→ Text section:
The Mass Of The Media
The mass media reshaped our society in the 20th century. Very few people now living remember life before mass media, and that number will only decrease in the years to come. And yet, the media is under attack by the new, more distributed information culture that first arose online. The outcome of that battle though has yet to be decided. Looking back on different transitions in history, sometimes the new wins out over the old… but sometimes the old shuts down or delays the new, for decades if not hundreds of years. Which will this be, I wonder?
I studied media and communications in college, along with politics and history, so this is a huge interest of mine. One area that my courses covered was propaganda and the inter-relationships that has had with advertising. My own conclusion from studying this is that we are all being subjected to the most pervasive mind-control experiment ever conducted, with no control group and no oversight on the experimenters. Personally, I think history will look back on the way we allow these techniques and technologies of influence to be used on people with horror, the same way we now look at the techniques and technologies of medieval “medicine” (leeching, bleeding, etc.).

(Data for grounding referring expressions)
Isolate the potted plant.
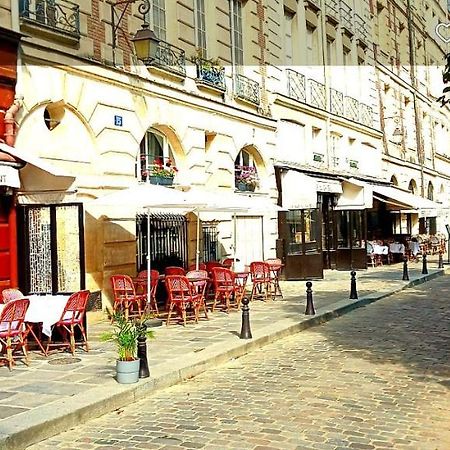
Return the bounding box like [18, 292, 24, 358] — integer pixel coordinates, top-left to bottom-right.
[101, 312, 153, 384]
[235, 166, 259, 192]
[150, 158, 178, 186]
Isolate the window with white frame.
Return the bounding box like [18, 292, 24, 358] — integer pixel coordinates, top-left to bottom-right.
[234, 149, 259, 191]
[145, 0, 167, 41]
[306, 23, 319, 66]
[194, 0, 207, 58]
[230, 0, 244, 71]
[136, 129, 174, 181]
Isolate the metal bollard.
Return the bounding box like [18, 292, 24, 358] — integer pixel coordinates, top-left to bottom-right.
[137, 336, 150, 378]
[239, 297, 252, 339]
[402, 256, 409, 281]
[305, 281, 316, 316]
[422, 252, 428, 275]
[349, 270, 358, 300]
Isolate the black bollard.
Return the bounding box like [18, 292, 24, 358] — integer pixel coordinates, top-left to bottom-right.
[422, 252, 428, 275]
[137, 334, 150, 378]
[350, 270, 358, 300]
[305, 281, 316, 316]
[402, 256, 409, 281]
[239, 297, 252, 339]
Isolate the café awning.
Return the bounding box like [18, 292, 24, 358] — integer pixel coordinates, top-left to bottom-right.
[335, 178, 373, 211]
[281, 170, 317, 209]
[0, 143, 75, 191]
[372, 185, 440, 217]
[0, 163, 20, 188]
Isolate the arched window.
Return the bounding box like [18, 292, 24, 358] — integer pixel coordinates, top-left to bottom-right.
[234, 149, 259, 191]
[427, 181, 434, 200]
[136, 128, 177, 181]
[408, 180, 417, 194]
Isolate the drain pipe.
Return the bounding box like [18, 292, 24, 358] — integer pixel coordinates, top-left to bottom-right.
[4, 97, 22, 147]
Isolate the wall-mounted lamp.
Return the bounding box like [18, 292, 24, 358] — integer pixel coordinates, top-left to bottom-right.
[111, 0, 159, 65]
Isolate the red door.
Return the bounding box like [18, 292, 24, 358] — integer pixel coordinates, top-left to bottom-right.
[0, 195, 17, 292]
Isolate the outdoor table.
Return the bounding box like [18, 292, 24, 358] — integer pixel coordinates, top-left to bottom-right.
[0, 294, 70, 355]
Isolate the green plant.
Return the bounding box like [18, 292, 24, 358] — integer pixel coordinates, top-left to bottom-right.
[100, 311, 154, 361]
[150, 158, 178, 178]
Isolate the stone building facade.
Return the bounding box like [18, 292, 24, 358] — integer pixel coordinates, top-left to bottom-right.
[0, 0, 450, 304]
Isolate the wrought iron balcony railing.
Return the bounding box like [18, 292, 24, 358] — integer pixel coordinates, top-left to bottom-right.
[195, 58, 226, 91]
[355, 14, 368, 45]
[340, 0, 354, 33]
[345, 97, 359, 122]
[235, 74, 260, 105]
[325, 0, 339, 22]
[359, 103, 373, 127]
[309, 80, 327, 109]
[19, 0, 80, 37]
[286, 69, 306, 102]
[330, 88, 344, 116]
[143, 41, 186, 77]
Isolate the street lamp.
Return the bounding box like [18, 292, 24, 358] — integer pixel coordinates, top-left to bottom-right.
[111, 0, 159, 65]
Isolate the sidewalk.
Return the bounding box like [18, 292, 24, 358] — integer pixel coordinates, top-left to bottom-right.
[0, 259, 444, 450]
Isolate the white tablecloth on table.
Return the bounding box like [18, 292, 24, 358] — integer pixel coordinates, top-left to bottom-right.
[389, 242, 405, 255]
[0, 295, 70, 336]
[372, 244, 389, 255]
[408, 241, 420, 256]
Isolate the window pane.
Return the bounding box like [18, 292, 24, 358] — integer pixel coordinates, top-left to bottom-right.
[303, 209, 318, 253]
[286, 209, 302, 255]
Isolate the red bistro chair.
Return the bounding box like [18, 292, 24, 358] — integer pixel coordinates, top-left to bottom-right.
[265, 258, 284, 298]
[212, 267, 236, 313]
[0, 298, 30, 370]
[111, 275, 145, 320]
[2, 288, 23, 303]
[250, 261, 272, 300]
[164, 266, 186, 276]
[186, 270, 209, 319]
[134, 269, 159, 315]
[45, 291, 90, 356]
[165, 275, 200, 326]
[188, 263, 206, 272]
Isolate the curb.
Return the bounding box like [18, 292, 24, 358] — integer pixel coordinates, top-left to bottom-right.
[0, 269, 445, 450]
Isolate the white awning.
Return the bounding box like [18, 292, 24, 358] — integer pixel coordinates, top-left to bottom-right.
[281, 170, 317, 209]
[0, 163, 20, 188]
[0, 143, 75, 191]
[310, 177, 342, 194]
[335, 178, 373, 211]
[372, 185, 440, 217]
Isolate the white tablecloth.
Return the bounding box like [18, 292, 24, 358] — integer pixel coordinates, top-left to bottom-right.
[389, 242, 405, 255]
[0, 295, 70, 336]
[372, 244, 389, 255]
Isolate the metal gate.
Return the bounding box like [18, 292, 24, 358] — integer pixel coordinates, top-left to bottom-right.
[202, 221, 220, 262]
[136, 214, 187, 272]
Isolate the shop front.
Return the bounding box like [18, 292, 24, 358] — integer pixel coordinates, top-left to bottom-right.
[277, 170, 371, 280]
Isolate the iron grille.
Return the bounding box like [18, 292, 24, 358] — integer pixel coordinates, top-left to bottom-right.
[19, 0, 80, 37]
[345, 97, 359, 122]
[235, 74, 260, 105]
[359, 103, 373, 127]
[202, 222, 220, 262]
[286, 69, 306, 102]
[144, 41, 186, 77]
[136, 214, 187, 272]
[196, 58, 226, 91]
[330, 89, 344, 116]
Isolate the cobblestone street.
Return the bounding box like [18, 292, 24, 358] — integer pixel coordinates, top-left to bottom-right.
[29, 276, 450, 450]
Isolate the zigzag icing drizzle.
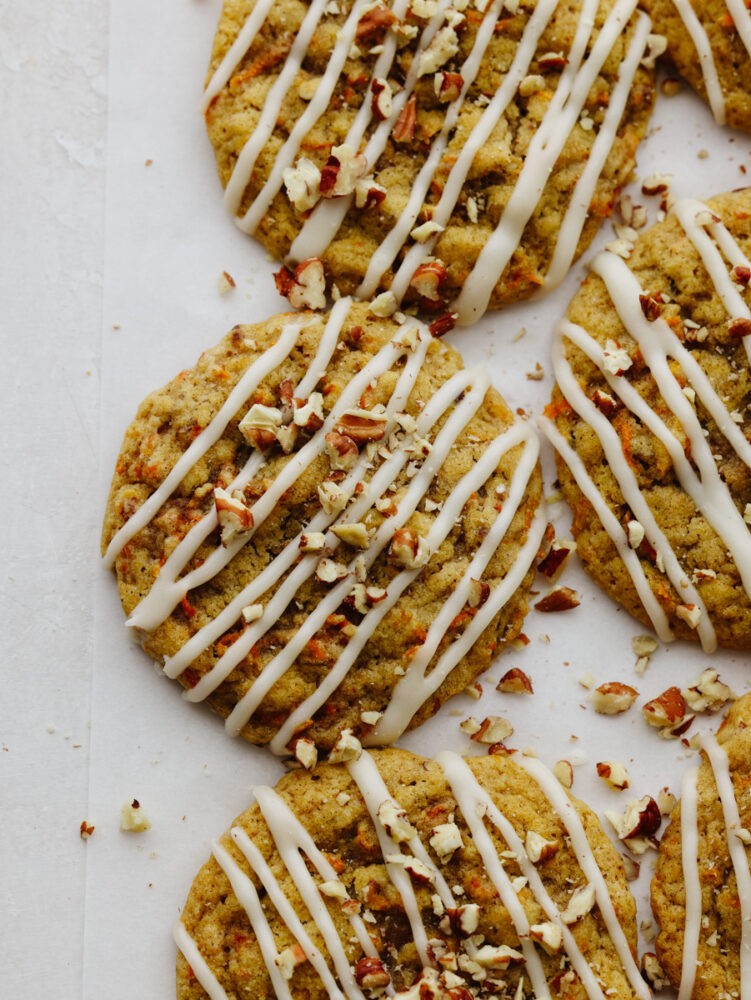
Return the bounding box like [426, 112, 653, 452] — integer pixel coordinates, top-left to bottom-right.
[539, 199, 751, 652]
[174, 751, 650, 1000]
[678, 735, 751, 1000]
[203, 0, 650, 324]
[105, 299, 545, 754]
[673, 0, 751, 125]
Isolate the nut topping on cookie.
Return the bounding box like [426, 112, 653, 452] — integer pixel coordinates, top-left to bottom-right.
[561, 883, 597, 924]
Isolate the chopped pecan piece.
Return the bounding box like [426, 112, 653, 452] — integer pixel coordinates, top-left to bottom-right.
[535, 587, 581, 611]
[391, 94, 417, 142]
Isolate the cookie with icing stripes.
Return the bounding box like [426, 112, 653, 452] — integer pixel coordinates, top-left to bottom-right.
[203, 0, 654, 324]
[652, 694, 751, 1000]
[541, 188, 751, 652]
[103, 299, 545, 752]
[175, 748, 651, 1000]
[642, 0, 751, 132]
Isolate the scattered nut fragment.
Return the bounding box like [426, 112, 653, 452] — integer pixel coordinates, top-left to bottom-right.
[388, 528, 430, 569]
[681, 667, 735, 712]
[605, 795, 662, 854]
[294, 736, 318, 771]
[378, 799, 417, 844]
[589, 681, 639, 715]
[472, 715, 514, 744]
[496, 667, 534, 694]
[329, 729, 362, 764]
[282, 156, 321, 212]
[537, 538, 576, 582]
[274, 944, 308, 979]
[474, 944, 524, 971]
[300, 531, 326, 552]
[217, 271, 236, 295]
[535, 587, 581, 612]
[320, 142, 368, 198]
[318, 879, 349, 900]
[439, 897, 480, 938]
[642, 687, 694, 739]
[561, 883, 596, 924]
[409, 260, 447, 302]
[553, 760, 574, 788]
[428, 823, 464, 863]
[675, 604, 701, 628]
[325, 431, 360, 470]
[621, 854, 641, 882]
[355, 957, 391, 990]
[657, 788, 678, 816]
[459, 715, 480, 736]
[641, 951, 670, 992]
[467, 578, 490, 608]
[316, 558, 349, 583]
[597, 760, 631, 792]
[336, 407, 387, 444]
[529, 921, 563, 955]
[274, 257, 326, 309]
[331, 521, 369, 549]
[120, 799, 151, 833]
[524, 830, 560, 865]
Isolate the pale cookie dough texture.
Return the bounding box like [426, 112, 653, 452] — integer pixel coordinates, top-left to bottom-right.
[541, 188, 751, 652]
[652, 694, 751, 1000]
[103, 299, 545, 752]
[175, 750, 651, 1000]
[204, 0, 654, 325]
[642, 0, 751, 132]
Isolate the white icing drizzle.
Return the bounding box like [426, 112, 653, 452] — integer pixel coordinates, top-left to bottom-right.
[104, 323, 301, 569]
[209, 0, 648, 324]
[172, 920, 229, 1000]
[701, 733, 751, 1000]
[224, 0, 330, 215]
[537, 417, 673, 642]
[391, 0, 557, 300]
[201, 0, 274, 111]
[553, 320, 717, 653]
[229, 820, 356, 1000]
[128, 299, 351, 631]
[673, 0, 725, 125]
[165, 322, 429, 688]
[238, 0, 370, 233]
[673, 198, 751, 361]
[365, 436, 546, 746]
[452, 0, 649, 325]
[286, 0, 451, 263]
[211, 841, 296, 1000]
[678, 767, 701, 1000]
[539, 199, 751, 652]
[356, 0, 503, 298]
[175, 752, 652, 1000]
[109, 299, 544, 754]
[436, 750, 605, 1000]
[514, 754, 652, 1000]
[540, 12, 651, 293]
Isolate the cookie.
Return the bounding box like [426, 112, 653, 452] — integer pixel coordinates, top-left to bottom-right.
[541, 188, 751, 652]
[652, 694, 751, 1000]
[175, 750, 651, 1000]
[203, 0, 654, 324]
[103, 299, 545, 763]
[642, 0, 751, 132]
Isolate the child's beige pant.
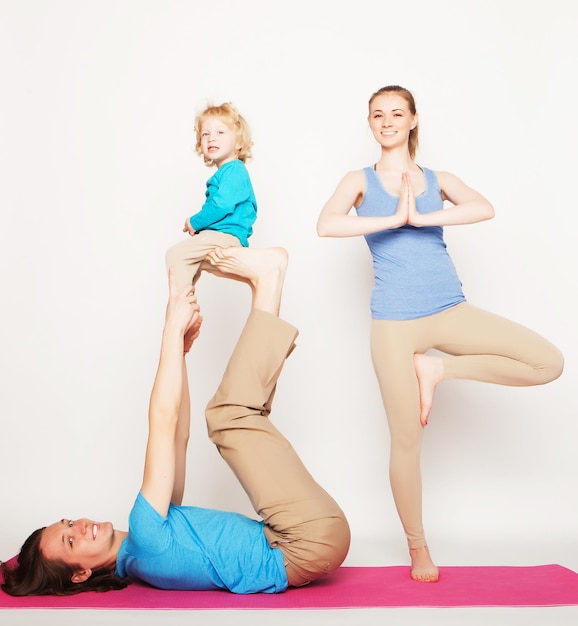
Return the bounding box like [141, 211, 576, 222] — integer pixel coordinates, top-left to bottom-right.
[166, 230, 241, 291]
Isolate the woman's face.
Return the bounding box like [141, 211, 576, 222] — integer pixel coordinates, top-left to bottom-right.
[40, 519, 119, 582]
[369, 92, 417, 148]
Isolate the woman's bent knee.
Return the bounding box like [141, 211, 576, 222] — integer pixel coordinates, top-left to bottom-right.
[278, 515, 351, 587]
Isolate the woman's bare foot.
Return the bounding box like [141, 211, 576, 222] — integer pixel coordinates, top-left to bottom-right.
[204, 246, 288, 315]
[413, 354, 444, 426]
[409, 546, 440, 583]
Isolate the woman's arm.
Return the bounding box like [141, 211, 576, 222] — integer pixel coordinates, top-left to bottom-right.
[317, 170, 407, 237]
[141, 271, 201, 515]
[409, 172, 494, 226]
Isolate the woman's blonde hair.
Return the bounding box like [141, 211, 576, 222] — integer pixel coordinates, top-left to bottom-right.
[369, 85, 419, 159]
[195, 102, 253, 167]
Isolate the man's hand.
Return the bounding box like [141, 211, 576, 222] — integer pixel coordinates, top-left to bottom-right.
[183, 220, 196, 237]
[165, 267, 201, 338]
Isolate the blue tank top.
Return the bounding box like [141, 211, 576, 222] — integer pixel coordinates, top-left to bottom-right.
[116, 493, 287, 594]
[357, 167, 465, 320]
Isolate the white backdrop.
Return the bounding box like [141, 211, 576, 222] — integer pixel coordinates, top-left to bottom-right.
[0, 0, 578, 569]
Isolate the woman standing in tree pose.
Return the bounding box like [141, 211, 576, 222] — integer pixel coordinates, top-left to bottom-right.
[317, 85, 563, 582]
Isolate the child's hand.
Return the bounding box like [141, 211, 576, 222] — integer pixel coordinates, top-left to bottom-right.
[183, 220, 195, 237]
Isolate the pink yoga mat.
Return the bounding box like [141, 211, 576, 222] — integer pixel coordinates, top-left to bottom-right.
[0, 565, 578, 610]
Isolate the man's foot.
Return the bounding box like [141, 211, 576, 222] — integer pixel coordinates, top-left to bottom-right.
[409, 546, 440, 583]
[203, 246, 288, 315]
[413, 354, 444, 426]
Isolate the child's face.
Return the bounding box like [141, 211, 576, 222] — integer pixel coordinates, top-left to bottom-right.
[200, 117, 241, 167]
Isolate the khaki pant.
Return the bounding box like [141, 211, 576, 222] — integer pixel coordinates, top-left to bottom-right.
[371, 302, 564, 548]
[166, 230, 241, 291]
[206, 310, 350, 586]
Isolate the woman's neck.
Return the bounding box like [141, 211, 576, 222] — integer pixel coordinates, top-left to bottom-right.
[375, 149, 417, 172]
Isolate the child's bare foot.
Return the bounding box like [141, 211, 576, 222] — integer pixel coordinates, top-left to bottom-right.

→ About this task:
Proceed with the essay on the mass media, picking up after its final sentence.

→ Output below:
Is advertising good? Certainly most people seem comfortable with it… but I would submit that that’s because by and large everyone now living grew up with it. In a way, it’s like oxygen… it’s just there. But that doesn’t mean that it is actually good. Certainly if you have something to sell, the idea that you’d try to get people to be interested in buying it SEEMS good… on the surface. But if a product can’t stand on its own merits, for the purposes for which it is ostensibly used for, is it worth buying? And if it is not in fact worth buying, is advertising to get someone to buy it anyway good? I think most people would answer that question no… while saying they can tell the difference.